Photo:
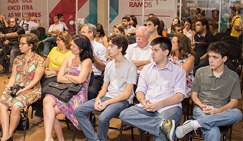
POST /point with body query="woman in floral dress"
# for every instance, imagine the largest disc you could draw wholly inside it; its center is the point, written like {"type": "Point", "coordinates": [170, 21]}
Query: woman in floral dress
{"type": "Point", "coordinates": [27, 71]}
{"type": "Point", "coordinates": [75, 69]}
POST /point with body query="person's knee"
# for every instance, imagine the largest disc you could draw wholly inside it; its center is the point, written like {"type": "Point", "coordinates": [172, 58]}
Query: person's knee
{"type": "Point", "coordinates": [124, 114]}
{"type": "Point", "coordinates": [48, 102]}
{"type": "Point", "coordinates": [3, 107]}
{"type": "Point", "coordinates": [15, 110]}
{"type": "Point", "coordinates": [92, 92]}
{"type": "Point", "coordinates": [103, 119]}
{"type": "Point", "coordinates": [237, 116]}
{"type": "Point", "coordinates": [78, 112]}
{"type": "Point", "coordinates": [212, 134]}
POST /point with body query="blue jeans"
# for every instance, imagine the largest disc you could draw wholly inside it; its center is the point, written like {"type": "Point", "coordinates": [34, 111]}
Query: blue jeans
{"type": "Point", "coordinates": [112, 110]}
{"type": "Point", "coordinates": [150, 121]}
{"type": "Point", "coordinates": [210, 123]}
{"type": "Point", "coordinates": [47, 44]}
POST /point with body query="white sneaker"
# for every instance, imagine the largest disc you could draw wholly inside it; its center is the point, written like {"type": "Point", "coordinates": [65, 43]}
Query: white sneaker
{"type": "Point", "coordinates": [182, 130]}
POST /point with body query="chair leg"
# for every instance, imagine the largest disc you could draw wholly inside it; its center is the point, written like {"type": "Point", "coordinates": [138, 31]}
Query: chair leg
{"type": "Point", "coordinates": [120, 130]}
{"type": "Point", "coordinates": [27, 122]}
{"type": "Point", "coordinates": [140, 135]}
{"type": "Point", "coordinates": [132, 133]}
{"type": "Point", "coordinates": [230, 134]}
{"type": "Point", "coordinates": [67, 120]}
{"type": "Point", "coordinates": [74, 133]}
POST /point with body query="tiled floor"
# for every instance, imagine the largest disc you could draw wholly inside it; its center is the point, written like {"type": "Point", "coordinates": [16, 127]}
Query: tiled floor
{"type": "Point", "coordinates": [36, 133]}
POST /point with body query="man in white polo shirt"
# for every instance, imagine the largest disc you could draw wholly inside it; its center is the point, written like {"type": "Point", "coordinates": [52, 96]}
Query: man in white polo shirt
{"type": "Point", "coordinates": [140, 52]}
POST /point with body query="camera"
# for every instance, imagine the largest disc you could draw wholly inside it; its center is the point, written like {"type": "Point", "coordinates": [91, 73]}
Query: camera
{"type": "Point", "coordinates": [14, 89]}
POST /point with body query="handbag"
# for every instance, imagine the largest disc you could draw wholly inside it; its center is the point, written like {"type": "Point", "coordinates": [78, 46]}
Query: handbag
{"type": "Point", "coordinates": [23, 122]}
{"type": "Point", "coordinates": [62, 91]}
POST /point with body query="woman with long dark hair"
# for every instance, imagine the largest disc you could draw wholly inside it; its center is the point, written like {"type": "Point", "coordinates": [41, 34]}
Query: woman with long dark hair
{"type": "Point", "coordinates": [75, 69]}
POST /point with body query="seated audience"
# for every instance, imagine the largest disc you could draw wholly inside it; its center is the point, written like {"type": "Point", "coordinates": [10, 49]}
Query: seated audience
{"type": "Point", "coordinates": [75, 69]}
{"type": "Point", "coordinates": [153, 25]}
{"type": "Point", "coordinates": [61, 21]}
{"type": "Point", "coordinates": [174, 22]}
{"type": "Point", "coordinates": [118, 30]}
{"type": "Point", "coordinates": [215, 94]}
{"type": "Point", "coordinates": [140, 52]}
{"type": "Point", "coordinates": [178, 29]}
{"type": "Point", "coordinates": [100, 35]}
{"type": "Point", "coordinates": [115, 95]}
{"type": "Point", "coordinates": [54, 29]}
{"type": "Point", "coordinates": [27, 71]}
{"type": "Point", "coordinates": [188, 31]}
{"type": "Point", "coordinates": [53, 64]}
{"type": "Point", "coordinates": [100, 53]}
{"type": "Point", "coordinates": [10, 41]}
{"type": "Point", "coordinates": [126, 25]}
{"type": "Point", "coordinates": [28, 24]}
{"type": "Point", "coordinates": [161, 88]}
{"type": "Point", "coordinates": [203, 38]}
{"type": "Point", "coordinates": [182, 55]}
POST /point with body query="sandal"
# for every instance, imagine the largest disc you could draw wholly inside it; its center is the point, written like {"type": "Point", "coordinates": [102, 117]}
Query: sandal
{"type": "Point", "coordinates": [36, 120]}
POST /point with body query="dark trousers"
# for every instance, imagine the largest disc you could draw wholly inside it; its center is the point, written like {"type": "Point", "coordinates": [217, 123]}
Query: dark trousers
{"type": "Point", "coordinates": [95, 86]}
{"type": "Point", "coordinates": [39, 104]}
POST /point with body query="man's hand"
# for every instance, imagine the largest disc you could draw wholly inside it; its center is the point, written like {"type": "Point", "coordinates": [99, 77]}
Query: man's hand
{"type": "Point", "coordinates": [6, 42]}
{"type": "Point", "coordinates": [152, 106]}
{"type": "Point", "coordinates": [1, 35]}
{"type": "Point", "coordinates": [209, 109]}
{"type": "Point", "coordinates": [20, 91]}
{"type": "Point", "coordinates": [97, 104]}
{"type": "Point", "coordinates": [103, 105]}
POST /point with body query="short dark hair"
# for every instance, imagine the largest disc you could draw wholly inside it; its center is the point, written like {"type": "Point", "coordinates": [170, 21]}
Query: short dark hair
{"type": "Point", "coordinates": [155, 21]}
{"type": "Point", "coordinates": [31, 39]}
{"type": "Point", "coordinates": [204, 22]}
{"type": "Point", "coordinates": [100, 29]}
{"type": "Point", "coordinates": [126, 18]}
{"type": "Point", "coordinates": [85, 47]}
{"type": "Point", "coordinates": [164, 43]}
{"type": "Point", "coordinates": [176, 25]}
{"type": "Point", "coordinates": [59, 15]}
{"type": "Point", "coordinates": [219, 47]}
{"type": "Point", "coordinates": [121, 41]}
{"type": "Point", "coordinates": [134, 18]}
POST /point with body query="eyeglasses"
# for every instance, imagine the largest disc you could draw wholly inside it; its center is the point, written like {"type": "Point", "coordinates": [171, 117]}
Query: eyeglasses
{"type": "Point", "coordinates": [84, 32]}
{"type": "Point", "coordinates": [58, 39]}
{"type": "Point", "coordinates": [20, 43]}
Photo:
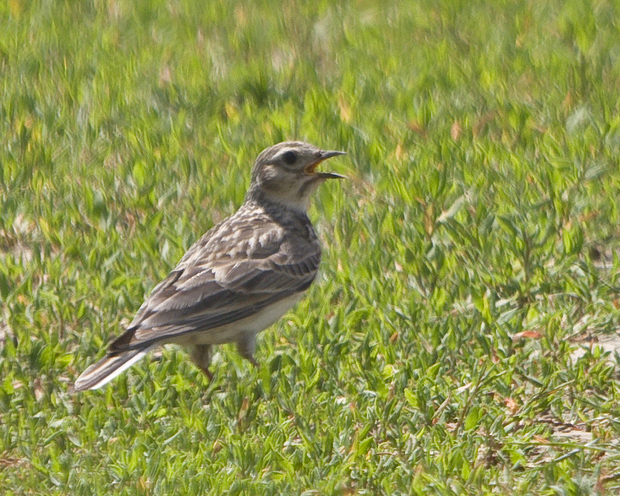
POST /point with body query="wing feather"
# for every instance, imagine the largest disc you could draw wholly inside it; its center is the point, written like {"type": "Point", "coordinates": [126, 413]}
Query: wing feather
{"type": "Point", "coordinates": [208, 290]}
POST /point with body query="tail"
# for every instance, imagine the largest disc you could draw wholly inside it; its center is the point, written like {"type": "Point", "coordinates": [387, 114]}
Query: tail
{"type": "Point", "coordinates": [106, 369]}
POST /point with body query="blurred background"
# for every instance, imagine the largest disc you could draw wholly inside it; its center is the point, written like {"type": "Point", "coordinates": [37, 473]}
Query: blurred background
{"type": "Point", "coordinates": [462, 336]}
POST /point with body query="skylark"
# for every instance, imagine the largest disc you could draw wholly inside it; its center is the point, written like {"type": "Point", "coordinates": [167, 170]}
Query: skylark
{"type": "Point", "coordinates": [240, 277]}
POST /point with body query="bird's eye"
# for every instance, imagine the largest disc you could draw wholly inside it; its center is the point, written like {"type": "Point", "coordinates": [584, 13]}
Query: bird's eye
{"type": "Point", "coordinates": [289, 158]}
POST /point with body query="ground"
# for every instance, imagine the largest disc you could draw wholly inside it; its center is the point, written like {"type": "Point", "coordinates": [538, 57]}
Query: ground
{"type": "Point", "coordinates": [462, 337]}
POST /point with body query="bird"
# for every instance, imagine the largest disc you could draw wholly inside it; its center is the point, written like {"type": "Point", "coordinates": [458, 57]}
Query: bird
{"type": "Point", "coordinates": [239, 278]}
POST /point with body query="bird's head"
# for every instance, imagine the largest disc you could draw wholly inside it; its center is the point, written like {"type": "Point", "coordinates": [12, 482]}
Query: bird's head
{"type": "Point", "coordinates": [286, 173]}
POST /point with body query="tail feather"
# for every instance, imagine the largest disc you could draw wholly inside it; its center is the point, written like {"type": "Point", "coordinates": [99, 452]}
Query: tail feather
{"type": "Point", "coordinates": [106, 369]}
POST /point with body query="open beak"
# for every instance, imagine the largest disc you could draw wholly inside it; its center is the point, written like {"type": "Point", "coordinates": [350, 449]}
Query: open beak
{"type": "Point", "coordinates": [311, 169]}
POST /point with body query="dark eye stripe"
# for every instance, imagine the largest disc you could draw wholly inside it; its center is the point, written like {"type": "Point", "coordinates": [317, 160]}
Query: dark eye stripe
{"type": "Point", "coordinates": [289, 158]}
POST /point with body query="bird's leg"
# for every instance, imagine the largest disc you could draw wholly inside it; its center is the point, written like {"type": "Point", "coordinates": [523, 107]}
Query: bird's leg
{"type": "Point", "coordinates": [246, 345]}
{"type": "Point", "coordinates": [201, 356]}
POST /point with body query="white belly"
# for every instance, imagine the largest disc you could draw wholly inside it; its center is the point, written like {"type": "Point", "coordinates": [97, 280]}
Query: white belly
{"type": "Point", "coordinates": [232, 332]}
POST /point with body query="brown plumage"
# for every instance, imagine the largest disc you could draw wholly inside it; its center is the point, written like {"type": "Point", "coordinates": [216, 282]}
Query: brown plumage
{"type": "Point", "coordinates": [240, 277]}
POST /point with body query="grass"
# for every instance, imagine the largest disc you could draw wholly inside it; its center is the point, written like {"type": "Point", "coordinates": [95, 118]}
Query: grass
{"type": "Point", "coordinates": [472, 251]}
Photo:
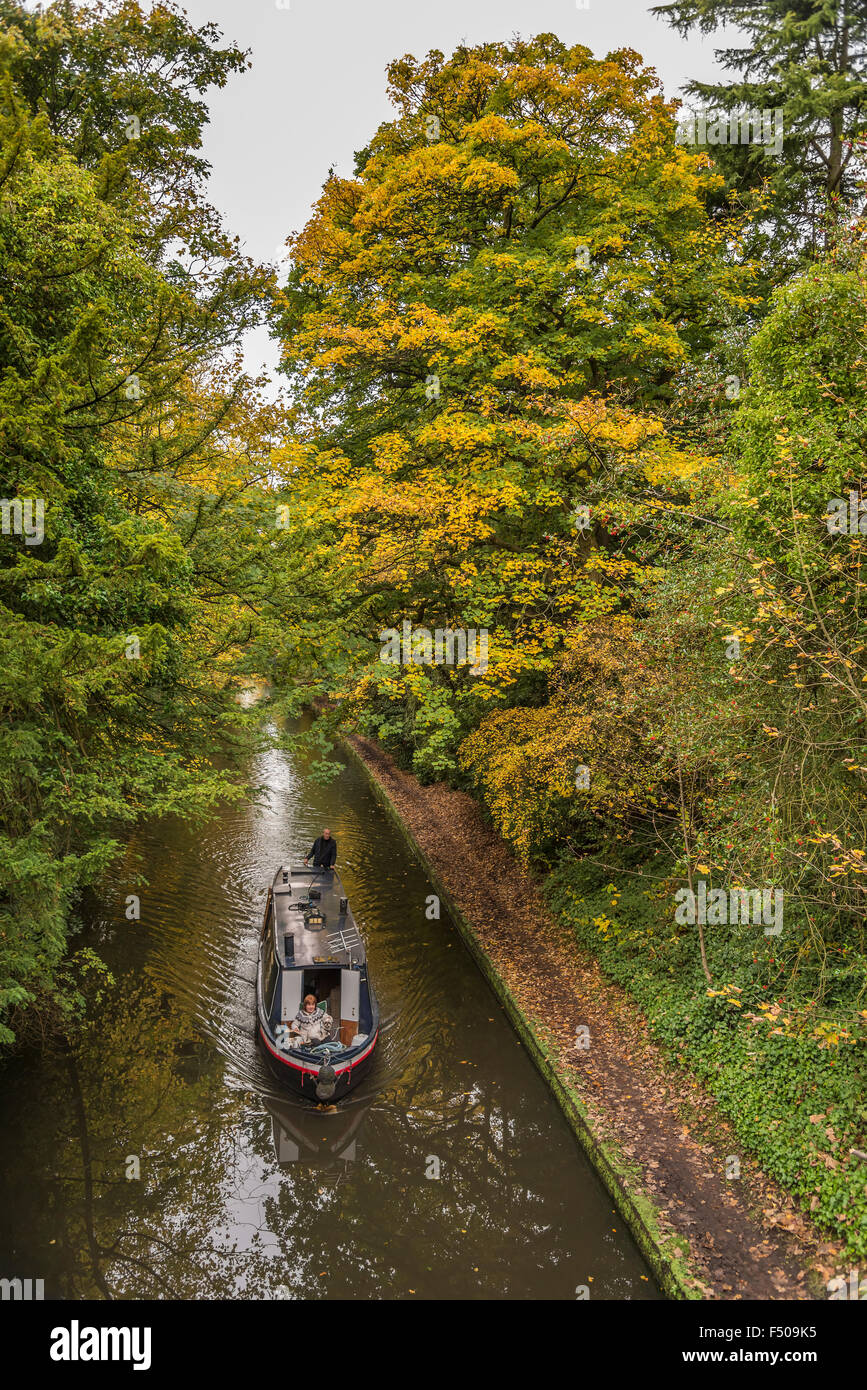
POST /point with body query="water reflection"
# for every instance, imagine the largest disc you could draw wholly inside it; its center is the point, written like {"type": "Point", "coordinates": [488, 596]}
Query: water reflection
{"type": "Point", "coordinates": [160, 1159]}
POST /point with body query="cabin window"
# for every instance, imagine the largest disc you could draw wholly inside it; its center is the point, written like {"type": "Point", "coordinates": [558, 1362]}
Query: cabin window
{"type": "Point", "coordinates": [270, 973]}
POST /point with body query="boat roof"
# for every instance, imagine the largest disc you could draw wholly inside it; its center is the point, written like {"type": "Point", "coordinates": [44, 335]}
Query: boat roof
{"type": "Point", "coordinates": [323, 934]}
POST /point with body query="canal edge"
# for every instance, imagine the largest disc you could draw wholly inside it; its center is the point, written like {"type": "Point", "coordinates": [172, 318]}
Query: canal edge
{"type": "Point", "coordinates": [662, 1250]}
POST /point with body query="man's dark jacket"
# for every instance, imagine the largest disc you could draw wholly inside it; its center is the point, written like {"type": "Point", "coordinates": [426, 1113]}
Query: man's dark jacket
━━━━━━━━━━━━━━━━
## What the exercise asks
Gather every line in the listing above that contains the word "jacket".

## Task result
POST /point with body query="man's dark jacket"
Query: man's dark jacket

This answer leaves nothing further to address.